- _Prompt_: Return all entries precisely as they stand, without the images.

- _Entries provided_:
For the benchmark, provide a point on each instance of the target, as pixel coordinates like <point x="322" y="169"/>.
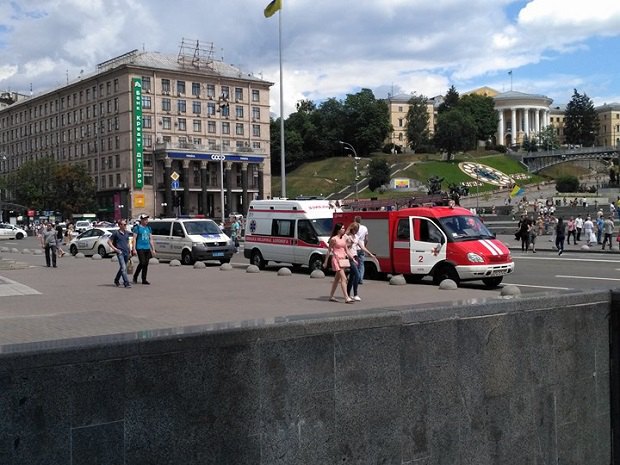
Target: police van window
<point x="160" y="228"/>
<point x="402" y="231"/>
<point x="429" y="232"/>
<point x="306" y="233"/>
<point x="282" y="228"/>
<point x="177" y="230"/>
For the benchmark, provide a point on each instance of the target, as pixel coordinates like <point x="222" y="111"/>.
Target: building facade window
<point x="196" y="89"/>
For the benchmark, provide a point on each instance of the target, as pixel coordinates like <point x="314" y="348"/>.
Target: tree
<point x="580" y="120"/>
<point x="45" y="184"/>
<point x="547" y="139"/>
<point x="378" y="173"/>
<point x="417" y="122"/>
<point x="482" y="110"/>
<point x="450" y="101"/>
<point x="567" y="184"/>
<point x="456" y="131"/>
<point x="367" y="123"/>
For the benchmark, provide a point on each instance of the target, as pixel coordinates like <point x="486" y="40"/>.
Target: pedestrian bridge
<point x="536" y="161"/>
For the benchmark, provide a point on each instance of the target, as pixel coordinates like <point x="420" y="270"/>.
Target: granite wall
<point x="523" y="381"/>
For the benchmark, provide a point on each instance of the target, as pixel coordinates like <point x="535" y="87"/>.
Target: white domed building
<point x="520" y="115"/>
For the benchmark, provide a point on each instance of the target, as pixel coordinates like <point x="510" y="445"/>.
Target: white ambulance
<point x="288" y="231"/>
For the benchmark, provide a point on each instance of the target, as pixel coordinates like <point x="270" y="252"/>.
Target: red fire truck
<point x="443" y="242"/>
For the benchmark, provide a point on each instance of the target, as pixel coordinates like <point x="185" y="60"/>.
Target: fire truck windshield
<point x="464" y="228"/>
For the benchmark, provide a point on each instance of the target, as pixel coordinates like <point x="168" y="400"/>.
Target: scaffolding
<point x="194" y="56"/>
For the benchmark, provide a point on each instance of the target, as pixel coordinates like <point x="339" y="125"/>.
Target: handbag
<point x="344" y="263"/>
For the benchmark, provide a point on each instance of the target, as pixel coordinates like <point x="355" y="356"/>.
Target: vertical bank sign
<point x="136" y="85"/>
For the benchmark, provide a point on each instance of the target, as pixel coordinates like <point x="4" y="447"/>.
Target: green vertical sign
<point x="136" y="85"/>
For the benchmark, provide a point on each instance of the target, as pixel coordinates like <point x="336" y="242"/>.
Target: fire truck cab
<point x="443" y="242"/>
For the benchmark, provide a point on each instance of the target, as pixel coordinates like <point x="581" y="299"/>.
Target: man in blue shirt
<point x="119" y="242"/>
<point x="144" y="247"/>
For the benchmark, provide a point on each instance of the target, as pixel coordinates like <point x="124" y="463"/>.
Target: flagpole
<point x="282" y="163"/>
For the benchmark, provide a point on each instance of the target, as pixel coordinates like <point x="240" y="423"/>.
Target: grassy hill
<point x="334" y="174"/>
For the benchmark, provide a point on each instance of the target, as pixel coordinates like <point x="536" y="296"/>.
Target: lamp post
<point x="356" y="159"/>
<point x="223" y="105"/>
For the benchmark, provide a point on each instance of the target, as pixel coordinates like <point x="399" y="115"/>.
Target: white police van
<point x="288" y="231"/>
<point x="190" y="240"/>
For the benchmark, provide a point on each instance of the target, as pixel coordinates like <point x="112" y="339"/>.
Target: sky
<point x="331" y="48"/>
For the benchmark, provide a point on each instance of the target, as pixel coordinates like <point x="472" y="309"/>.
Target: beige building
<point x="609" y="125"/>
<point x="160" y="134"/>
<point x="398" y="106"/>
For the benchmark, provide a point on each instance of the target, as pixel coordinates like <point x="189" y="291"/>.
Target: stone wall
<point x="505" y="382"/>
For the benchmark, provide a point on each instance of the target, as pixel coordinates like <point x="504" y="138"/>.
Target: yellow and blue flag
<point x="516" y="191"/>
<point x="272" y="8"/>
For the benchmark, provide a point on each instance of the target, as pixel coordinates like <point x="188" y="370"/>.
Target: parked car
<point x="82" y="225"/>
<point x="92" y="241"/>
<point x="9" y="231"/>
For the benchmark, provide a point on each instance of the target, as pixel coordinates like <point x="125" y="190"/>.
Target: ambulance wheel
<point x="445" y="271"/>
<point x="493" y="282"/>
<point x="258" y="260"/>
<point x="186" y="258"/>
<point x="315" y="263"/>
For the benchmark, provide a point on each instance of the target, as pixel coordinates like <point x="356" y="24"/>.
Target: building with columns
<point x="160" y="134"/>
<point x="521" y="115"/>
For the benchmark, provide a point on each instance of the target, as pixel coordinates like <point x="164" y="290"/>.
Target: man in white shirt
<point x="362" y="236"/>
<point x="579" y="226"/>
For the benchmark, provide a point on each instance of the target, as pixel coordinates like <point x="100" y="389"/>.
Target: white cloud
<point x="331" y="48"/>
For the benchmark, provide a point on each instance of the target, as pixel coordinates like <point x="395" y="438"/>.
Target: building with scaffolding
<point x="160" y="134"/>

- _Written solution_:
For the benchmark, provide a point on each instance of the target, as pixel coordinates like <point x="322" y="169"/>.
Target: police van window
<point x="160" y="228"/>
<point x="402" y="231"/>
<point x="429" y="232"/>
<point x="306" y="233"/>
<point x="282" y="228"/>
<point x="177" y="230"/>
For the benchmark, provide a point on each instance of the target, as pixel coordinates like <point x="222" y="111"/>.
Target: building facade window
<point x="196" y="89"/>
For the benchmark, provide a point on each instance of the target, as pixel coordinates like <point x="314" y="348"/>.
Target: tree
<point x="580" y="120"/>
<point x="45" y="184"/>
<point x="547" y="139"/>
<point x="378" y="173"/>
<point x="417" y="122"/>
<point x="482" y="110"/>
<point x="450" y="101"/>
<point x="567" y="184"/>
<point x="456" y="131"/>
<point x="367" y="123"/>
For the benchmark, provide a point on each instance of the target, as pixel coordinates like <point x="486" y="40"/>.
Target: pedestrian bridge
<point x="536" y="161"/>
For the benchmark, provide a point on each instance of the target, as pixel coordinates like <point x="420" y="270"/>.
Target: granite wall
<point x="523" y="381"/>
For the benchmark, provide a point on each instance of the target, as pixel coordinates like <point x="535" y="87"/>.
Target: white domed building
<point x="520" y="115"/>
For the benchmark, provide a point on each instance of the target, as pixel coordinates like <point x="510" y="445"/>.
Target: white ambulance
<point x="288" y="231"/>
For the benchmark, provide a point on each instance of the target, as pixel coordinates like <point x="270" y="252"/>.
Target: red fire truck
<point x="443" y="242"/>
For the benchmark, provide a point on each instance of the target, as pixel coordinates like <point x="185" y="60"/>.
Target: fire truck windshield
<point x="464" y="228"/>
For the benchmark, provide a point on each instance of the target, as pixel coordinates like <point x="168" y="400"/>.
Target: scaffolding
<point x="194" y="56"/>
For the benchmark, provide a point on each instance of the target, as pixel coordinates like <point x="339" y="125"/>.
Target: handbag
<point x="344" y="263"/>
For the benchmark, provide a point on each instance of the target, as pixel coordinates like <point x="355" y="356"/>.
Target: vertical bank sign
<point x="136" y="85"/>
For the benchmark, provide a point on each instance of the target, as pixel coordinates like <point x="4" y="447"/>.
Target: green vertical sign
<point x="136" y="85"/>
For the benchmark, provide a point on each instance of the target, as pixel coordinates like <point x="336" y="242"/>.
Target: fire truck cab
<point x="443" y="242"/>
For the benchmark, provide a point on each instance of the target, as pixel coordinates like <point x="581" y="299"/>.
Target: man in blue shirt
<point x="119" y="242"/>
<point x="144" y="247"/>
For the benchmark, provide a point on each instance of the target, as pixel coordinates like <point x="124" y="463"/>.
Target: flagpole
<point x="282" y="163"/>
For the benchmark, provide a point on each instance of the target, as pixel coordinates like <point x="240" y="423"/>.
Target: grassy hill
<point x="334" y="174"/>
For the benchmark, provide a point on each instance of the target, as pixel coordinates like <point x="536" y="296"/>.
Target: lamp post
<point x="356" y="159"/>
<point x="223" y="105"/>
For the benchmark, provide a point on each instance of the target, as pixel coordinates like <point x="399" y="115"/>.
Target: white police van
<point x="288" y="231"/>
<point x="190" y="240"/>
For the benchmark, provide a point on each instance of the target, as pixel coordinates like <point x="112" y="339"/>.
Target: sky
<point x="331" y="48"/>
For the benchmark, provide a point on each instance of the target, as pixel coordinates like <point x="472" y="309"/>.
Target: beige building
<point x="609" y="125"/>
<point x="160" y="134"/>
<point x="398" y="106"/>
For the benchmark, provide a point on each instance of the target, as pixel coordinates like <point x="189" y="291"/>.
Target: stone wall
<point x="505" y="382"/>
For the benchmark, provide a point on each instance of the target, as pixel coordinates like <point x="504" y="138"/>.
Target: yellow and blue flag
<point x="516" y="191"/>
<point x="272" y="8"/>
For the benchmark, provide a point on each instance of the target, as pixel coordinates like <point x="188" y="370"/>.
Target: parked car
<point x="82" y="225"/>
<point x="92" y="241"/>
<point x="9" y="231"/>
For the benchmark, provide a point on each instance of the target, as pixel coordinates like <point x="125" y="190"/>.
Target: ambulance wheel
<point x="445" y="271"/>
<point x="493" y="282"/>
<point x="258" y="260"/>
<point x="186" y="258"/>
<point x="315" y="263"/>
For the benchmark, provide a point on each instance of the target, as pixel coordinates like <point x="356" y="24"/>.
Target: building with columns
<point x="160" y="134"/>
<point x="521" y="115"/>
For the benchmark, provide a point on each instance of the target, as pixel coordinates like <point x="164" y="290"/>.
Target: man in white shirt
<point x="362" y="236"/>
<point x="579" y="226"/>
For the benchmark, provide a point on each instance of the target, as pixel coordinates like <point x="100" y="389"/>.
Target: white cloud
<point x="331" y="48"/>
For the benchmark, provide a point on each instance of the target, as pixel coordinates like <point x="395" y="438"/>.
Target: building with scaffolding
<point x="160" y="134"/>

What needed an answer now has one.